## [What you need to do]
The response must be made up of the lines in the entries below that contain "balcony".
BEGIN Extracted material
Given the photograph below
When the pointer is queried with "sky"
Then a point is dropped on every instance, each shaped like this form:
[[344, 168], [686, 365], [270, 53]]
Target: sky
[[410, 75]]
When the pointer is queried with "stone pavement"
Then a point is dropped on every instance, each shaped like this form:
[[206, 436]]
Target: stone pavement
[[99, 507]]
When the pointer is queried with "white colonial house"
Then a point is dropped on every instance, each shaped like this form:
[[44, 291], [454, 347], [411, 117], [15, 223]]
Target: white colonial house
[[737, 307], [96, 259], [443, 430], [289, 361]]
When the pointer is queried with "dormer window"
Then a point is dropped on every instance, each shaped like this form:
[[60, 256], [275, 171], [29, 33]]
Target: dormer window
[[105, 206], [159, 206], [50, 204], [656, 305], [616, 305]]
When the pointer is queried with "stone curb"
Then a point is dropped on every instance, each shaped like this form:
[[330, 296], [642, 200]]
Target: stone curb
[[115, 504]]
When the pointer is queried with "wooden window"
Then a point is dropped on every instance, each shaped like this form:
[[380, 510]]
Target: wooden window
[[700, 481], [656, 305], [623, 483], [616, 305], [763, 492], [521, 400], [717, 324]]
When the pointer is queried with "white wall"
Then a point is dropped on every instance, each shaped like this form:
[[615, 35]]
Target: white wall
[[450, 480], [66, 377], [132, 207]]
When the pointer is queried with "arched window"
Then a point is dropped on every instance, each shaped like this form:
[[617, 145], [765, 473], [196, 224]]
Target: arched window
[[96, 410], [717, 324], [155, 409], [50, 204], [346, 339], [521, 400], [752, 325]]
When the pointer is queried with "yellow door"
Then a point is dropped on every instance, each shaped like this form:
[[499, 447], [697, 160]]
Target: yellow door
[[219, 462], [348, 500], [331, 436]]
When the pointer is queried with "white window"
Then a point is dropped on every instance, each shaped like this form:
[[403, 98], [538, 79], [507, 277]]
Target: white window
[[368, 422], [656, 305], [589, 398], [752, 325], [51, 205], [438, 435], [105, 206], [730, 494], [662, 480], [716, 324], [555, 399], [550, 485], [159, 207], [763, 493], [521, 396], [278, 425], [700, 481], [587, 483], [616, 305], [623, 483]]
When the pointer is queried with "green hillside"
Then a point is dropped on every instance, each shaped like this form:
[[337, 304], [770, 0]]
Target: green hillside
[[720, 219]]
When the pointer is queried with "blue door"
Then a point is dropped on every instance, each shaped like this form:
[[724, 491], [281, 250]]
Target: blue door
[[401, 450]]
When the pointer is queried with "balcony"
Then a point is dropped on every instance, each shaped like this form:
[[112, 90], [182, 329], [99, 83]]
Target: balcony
END Extracted material
## [Written response]
When the pointer is queried with "balcony"
Target: balcony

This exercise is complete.